### INPUT RECORDS
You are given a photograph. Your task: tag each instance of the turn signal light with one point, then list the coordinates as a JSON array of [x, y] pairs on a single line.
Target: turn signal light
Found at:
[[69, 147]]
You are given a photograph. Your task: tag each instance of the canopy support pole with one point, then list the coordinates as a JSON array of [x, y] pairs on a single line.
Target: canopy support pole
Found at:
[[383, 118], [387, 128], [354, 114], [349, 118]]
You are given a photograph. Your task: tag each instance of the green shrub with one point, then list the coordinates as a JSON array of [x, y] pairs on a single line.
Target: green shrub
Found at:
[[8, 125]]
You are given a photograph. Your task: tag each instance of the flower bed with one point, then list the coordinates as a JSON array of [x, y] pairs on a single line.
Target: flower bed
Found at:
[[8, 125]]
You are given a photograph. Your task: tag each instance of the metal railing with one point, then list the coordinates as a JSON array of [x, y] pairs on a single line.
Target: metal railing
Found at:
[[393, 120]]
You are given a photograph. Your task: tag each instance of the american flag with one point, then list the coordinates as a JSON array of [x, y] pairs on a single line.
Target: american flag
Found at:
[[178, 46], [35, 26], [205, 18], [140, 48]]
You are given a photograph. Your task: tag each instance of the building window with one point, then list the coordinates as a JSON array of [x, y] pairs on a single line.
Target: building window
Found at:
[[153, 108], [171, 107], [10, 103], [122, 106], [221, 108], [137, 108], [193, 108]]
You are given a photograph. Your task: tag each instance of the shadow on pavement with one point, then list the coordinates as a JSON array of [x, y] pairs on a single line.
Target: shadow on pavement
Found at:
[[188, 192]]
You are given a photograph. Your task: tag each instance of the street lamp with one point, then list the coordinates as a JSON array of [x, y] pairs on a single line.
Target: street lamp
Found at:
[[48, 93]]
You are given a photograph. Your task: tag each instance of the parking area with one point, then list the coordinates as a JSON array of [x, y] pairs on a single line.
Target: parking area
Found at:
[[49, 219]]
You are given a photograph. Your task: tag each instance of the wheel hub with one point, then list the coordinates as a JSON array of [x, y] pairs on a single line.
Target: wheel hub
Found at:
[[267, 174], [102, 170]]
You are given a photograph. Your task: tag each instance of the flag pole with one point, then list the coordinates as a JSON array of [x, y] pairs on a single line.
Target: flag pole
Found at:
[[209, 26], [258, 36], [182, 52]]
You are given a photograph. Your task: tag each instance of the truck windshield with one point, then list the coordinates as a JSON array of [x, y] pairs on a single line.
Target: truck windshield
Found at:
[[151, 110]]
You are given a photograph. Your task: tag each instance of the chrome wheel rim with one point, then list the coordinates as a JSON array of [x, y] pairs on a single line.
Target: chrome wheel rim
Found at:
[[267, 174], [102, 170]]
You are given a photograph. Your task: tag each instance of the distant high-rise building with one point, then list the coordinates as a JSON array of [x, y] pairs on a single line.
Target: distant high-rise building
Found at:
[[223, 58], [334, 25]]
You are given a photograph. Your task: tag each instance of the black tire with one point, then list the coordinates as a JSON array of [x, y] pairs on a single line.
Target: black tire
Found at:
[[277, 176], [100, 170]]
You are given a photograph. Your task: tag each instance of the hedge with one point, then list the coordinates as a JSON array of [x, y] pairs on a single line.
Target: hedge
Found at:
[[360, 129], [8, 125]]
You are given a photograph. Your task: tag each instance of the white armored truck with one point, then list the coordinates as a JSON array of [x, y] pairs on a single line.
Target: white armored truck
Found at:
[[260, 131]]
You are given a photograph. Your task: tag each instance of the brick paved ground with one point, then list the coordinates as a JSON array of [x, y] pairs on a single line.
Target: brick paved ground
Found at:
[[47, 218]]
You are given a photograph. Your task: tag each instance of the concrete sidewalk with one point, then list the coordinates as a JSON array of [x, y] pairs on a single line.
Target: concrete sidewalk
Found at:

### REQUIRED ACTION
Please write out the whole listing exactly as given.

### SOLUTION TO THIS EXERCISE
You are given a photograph. Your task: tag each instance of the turn signal light with one point, then list the coordinates as a JSON array of [x, y] pairs on a single line.
Target: turn signal light
Found at:
[[69, 147]]
You are given a photograph. Your task: tag each instance of the canopy support pole with one point, then list the coordinates as a JSON array of [x, y] pairs on a single line.
Target: canopy support pole
Found at:
[[383, 118], [387, 128], [354, 114], [349, 118]]
You are given a photograph. Your task: tag each instance of the green shrub with one point, then list the coordinates as a JSON array of [x, y] pairs on a single line.
Target: green shrub
Found at:
[[8, 125]]
You are given a photograph. Your task: tag each instance of the flower bed with one point, then list the coordinates as a JSON array of [x, y] pairs on a single line.
Target: flower bed
Found at:
[[8, 125]]
You are given a photograph. Your task: tag each instance of the metal railing with one point, then list the coordinates as a JSON array of [x, y] pairs on a single line.
Target: metal railing
Found at:
[[393, 120]]
You are given a photograph. Your task: tag each instance of the american flag with one point, then list the coordinates as a JSON array of [x, y] pairs on a single line.
Target: american flag
Found at:
[[178, 46], [35, 26], [205, 18], [140, 48]]
You are given a photograph. Your task: tag each instance of the building window with one point, then list the coordinates as a JSON array of [x, y] pairs on a single line.
Target: building window
Found at:
[[153, 108], [171, 107], [10, 103], [122, 106], [221, 108], [137, 108], [193, 108]]
You are given a photograph. Your task: tag each instance of the shadow on pavement with one point, then list the coordinates as a JSON array of [x, y] pairs on a single line.
Target: shadow on pavement
Found at:
[[188, 192]]
You are given a photograph. Your task: tag each instance of the street lamp with one point, then list the coordinates as a JSON array of [x, y] pairs on a single line.
Target: street lamp
Found at:
[[48, 93]]
You are given a photograph. Your task: tag each instance of the parking area with one point, then list the coordinates as a JSON array of [x, y] pairs on a single line.
Target: parking area
Found at:
[[49, 219]]
You are given a photograph. Your task: tag each instance of the wheel hub with one point, then list the coordinates as a JSON array of [x, y] pairs on a single line.
Target: wheel hub
Found at:
[[267, 174], [102, 170]]
You are given a photograph. Your task: tag each instance of the flag pole with one point, then list the coordinates as a JSON array of [x, y] pairs on a single line.
Target: flag pole
Found at:
[[209, 26], [258, 36], [182, 52]]
You are given a photograph. Your task: tag each instance of the truck windshield with one point, then list the coordinates as a JSON array of [x, y] pairs on a single line.
Target: truck windshield
Found at:
[[151, 110]]
You are given a photograph. Your task: tag each instance of the chrome wheel rim with one point, then list the coordinates as a JSON array of [x, y] pairs on a single line.
Target: chrome wheel rim
Found at:
[[267, 174], [102, 170]]
You are given a photograph. Your task: tag each instance of the distant high-rise building with one point, then list the coordinates as a JSON array of [x, y] pairs on a single line.
Target: distant high-rise building
Found at:
[[223, 58], [334, 25]]
You are given a photograph. Your task: tag each instance of the black tire with one point, then list the coordinates as a JSON array of [x, y] pairs on a single line.
Target: black tire
Found at:
[[277, 176], [100, 170]]
You are given a photograph. Your task: tag each instance of the hedge with one point, then list the coordinates as a JSON array of [x, y] pairs on a single line.
Target: hedge
Found at:
[[360, 129], [8, 125]]
You are given a photograph. Your task: tag each instance of the white armored truck with one point, then list the coordinates as a JSON array of [x, y] pairs on a single line.
Target: white armored truck
Found at:
[[260, 131]]
You are given a photograph. Your task: tag each instance of the brick paved ground with one point, then list the coordinates as a JSON array of [x, y] pairs on a single line.
Target: brick paved ground
Found at:
[[47, 218]]
You are given a photograph. Your task: tag each instance of the concrete sidewalk with one point, then list the coordinates as a JSON array of [x, y] pairs on a single line.
Target: concrete sidewalk
Found at:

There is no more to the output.